* [PASSAGE TO READ]
%%

Despite overwhelming evidence that terrorism is funded by zakat payments and other traditional revenue streams of Islam (see here, here, here, here), the U.S. attorney for Manhattan Preet Bharara perceives a world of symbiosis between terror and…drugs.

Mr. Bharara sees the connection as being so intense that he has disbanded his office’s old terrorism unit—which had successfully prosecuted culprits of the first World Trade Center bombing and the East Africa embassy bombings in the 1990s—and is replacing it with a new, merged, “Terrorism and International Narcotics” unit.

See excerpts below, or the whole story here, from the New York Times:

The United States attorney in Manhattan is merging the two units in his office that prosecute terrorism and international narcotics cases, saying that he wants to focus more on extremist Islamic groups whose members he believes are increasingly turning to the drug trade to finance their activities.

United States Attorney Preet Bharara is merging two divisions in his Manhattan office.

%%

* [EXCERPTED RECORDS]

%%

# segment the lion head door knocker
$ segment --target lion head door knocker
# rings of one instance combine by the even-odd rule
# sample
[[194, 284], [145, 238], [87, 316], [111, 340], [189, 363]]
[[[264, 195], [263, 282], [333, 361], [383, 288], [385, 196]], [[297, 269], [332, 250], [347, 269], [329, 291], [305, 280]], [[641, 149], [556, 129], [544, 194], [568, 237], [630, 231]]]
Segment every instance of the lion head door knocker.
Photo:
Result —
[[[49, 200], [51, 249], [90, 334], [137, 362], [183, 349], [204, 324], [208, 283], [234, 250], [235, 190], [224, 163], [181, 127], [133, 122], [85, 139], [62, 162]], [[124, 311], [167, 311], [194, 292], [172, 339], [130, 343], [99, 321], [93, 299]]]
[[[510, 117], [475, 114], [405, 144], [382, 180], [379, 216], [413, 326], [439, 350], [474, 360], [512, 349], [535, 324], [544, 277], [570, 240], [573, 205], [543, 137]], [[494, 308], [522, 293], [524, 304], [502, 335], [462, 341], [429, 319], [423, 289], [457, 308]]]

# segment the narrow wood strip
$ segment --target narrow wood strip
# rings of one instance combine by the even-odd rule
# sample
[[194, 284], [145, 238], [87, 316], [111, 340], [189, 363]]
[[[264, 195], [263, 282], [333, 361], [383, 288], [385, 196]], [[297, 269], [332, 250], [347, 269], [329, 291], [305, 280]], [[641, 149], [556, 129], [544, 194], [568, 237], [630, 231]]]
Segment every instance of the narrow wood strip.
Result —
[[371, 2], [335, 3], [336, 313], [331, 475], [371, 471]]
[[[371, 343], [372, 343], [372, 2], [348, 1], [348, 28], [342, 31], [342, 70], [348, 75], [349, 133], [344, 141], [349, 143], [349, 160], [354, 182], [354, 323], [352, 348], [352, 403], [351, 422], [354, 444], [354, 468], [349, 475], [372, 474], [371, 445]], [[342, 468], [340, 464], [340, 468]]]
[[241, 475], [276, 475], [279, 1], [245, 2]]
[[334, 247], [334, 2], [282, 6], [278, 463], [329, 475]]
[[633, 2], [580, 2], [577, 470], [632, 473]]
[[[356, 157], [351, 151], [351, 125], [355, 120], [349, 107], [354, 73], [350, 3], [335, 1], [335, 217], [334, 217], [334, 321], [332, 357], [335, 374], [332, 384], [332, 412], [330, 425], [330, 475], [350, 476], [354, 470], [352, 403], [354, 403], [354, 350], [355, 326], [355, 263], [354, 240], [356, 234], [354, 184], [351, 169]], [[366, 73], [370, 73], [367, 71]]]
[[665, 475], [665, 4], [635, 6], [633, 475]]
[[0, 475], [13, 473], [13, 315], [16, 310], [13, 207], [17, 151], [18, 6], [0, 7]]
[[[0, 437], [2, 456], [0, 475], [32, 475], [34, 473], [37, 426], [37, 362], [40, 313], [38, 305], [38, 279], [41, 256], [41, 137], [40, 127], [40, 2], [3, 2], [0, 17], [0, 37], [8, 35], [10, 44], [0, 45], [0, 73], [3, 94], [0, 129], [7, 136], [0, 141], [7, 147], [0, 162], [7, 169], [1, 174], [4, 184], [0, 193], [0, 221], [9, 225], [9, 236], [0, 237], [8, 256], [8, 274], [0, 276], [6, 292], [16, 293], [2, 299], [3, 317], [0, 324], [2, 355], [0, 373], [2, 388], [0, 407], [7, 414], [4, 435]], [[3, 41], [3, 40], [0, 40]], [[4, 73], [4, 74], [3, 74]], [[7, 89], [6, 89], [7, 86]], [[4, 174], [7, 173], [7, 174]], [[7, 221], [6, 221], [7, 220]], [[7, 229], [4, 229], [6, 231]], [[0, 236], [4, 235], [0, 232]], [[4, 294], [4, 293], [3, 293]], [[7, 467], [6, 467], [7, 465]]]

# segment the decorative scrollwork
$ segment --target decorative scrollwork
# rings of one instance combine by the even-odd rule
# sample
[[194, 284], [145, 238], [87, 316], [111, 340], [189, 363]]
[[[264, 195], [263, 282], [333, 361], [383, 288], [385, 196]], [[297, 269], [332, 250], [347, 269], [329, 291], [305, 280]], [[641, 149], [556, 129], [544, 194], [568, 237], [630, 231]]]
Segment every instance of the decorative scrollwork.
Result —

%%

* [TO DO]
- A) Reproduce the passage on the Manhattan unit merger between "See excerpts below, or" and "his Manhattan office.", inclusive.
- B) Carry on the passage on the Manhattan unit merger, starting after its last sentence.
The data come from a separate source unrelated to the passage.

* [RESULTS FOR THE EXERCISE]
- A)
See excerpts below, or the whole story here, from the New York Times:

The United States attorney in Manhattan is merging the two units in his office that prosecute terrorism and international narcotics cases, saying that he wants to focus more on extremist Islamic groups whose members he believes are increasingly turning to the drug trade to finance their activities.

United States Attorney Preet Bharara is merging two divisions in his Manhattan office.

- B)
Some Western law enforcement and intelligence agencies have long pointed to what they say are the symbiotic relationships that sometimes exist between terrorist groups and narcotics traffickers, from Al Qaeda in Afghanistan and Hezbollah in the Middle East to the Revolutionary Armed Forces of Colombia, or FARC…

By merging the units, Terrorism and National Security and International Narcotics Trafficking, Mr. Bharara said he is combining two groups that have developed many of the same skills — working overseas, often using classified information, to build complex cases against sophisticated targets…

The move effectively doubles the number of prosecutors in the office handling terrorism cases as it prepares for the trial of the self-described mastermind of the 9/11 attacks, Khalid Shaikh Mohammed, and four other former Guantánamo Bay detainees. It is a major undertaking that will unquestionably prove to be a significant draw on the unit’s resources…

Read the rest of this entry ?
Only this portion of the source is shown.